**** PROVIDED ENTRIES

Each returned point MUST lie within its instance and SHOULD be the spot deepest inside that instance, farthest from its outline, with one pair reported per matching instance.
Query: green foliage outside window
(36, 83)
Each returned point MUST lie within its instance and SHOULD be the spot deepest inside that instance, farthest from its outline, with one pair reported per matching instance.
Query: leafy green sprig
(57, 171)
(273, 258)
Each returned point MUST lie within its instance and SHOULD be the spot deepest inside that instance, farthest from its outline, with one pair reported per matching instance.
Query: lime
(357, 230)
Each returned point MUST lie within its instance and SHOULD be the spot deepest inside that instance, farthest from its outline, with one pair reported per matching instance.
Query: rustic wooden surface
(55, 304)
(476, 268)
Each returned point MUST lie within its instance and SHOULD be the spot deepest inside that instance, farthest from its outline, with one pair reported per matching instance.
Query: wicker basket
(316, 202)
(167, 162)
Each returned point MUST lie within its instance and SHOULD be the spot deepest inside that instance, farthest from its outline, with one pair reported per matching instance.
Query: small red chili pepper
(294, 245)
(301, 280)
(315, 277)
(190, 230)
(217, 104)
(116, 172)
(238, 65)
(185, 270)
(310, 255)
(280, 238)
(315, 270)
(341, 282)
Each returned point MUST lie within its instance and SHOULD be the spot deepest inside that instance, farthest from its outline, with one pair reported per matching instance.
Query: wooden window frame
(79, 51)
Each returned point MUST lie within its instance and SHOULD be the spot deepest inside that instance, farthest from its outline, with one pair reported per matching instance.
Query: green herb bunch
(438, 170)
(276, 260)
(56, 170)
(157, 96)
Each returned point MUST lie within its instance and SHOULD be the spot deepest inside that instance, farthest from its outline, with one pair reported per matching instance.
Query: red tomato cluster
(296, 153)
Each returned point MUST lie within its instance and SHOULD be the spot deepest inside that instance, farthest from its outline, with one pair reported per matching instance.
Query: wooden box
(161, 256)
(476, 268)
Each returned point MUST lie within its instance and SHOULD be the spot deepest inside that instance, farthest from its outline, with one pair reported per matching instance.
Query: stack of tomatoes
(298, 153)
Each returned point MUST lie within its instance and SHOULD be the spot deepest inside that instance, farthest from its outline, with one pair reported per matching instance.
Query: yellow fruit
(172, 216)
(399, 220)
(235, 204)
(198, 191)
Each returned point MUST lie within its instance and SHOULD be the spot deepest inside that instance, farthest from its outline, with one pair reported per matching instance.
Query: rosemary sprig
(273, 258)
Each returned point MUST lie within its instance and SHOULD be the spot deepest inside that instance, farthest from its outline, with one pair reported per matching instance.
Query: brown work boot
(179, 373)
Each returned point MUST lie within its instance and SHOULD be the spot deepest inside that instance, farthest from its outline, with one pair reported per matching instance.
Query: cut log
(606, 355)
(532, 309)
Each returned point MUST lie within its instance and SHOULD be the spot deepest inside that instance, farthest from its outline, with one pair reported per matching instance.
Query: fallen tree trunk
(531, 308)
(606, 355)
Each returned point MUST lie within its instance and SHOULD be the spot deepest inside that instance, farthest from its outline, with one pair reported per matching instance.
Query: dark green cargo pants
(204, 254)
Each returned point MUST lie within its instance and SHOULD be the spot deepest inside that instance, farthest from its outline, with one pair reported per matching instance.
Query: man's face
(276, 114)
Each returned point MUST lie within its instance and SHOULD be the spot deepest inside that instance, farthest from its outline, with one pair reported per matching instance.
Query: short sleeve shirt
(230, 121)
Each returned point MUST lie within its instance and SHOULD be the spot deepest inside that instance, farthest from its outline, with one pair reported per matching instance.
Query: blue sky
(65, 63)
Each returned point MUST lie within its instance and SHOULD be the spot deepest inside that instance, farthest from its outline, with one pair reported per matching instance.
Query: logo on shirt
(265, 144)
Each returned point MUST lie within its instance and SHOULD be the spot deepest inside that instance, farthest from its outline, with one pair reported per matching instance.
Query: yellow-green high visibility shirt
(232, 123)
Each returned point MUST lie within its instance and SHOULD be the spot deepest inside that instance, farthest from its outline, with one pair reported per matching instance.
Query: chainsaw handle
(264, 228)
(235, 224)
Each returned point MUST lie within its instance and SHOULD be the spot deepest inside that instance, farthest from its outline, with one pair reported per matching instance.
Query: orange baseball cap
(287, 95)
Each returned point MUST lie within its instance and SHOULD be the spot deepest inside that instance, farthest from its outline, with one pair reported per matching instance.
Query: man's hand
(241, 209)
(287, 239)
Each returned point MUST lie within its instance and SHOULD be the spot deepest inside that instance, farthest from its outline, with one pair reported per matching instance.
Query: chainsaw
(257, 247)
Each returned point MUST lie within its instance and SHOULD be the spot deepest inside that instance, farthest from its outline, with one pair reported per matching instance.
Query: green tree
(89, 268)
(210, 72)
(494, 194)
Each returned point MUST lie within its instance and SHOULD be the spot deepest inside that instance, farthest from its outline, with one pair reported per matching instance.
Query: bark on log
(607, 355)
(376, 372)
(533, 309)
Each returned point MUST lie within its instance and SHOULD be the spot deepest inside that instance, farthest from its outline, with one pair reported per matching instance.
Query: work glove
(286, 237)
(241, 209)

********

■ YOUR TASK ■
In the listing above, the line with "Query: man's hand" starts the part to copy. Copy it through the last line exactly, with nothing else.

■ ANSWER TO THIS TASK ■
Query: man's hand
(241, 209)
(287, 239)
Each returned point MUST lie within its instance and SHOULD be the spot deepest inside that instance, farthest from its outline, with one pair reported per matching instance.
Query: chainsaw
(257, 247)
Each returned point MUST lie within its instance and SHOULD be the spot deepest inside that instance, farthest from its outline, with one pair reported per matching instance.
Query: green tree
(89, 268)
(210, 72)
(494, 194)
Each returned point MUST lie within its instance and SHOULD be the spot deepest inside that instance, farthest from its outline, with one pair reported per matching instance.
Query: bark on log
(607, 355)
(376, 372)
(533, 309)
Each returned point MUST lie within its instance and SHOULD be the spot deepest inside that instance, farthest from its outline, with one pair reported per matching instance.
Query: work glove
(286, 237)
(241, 209)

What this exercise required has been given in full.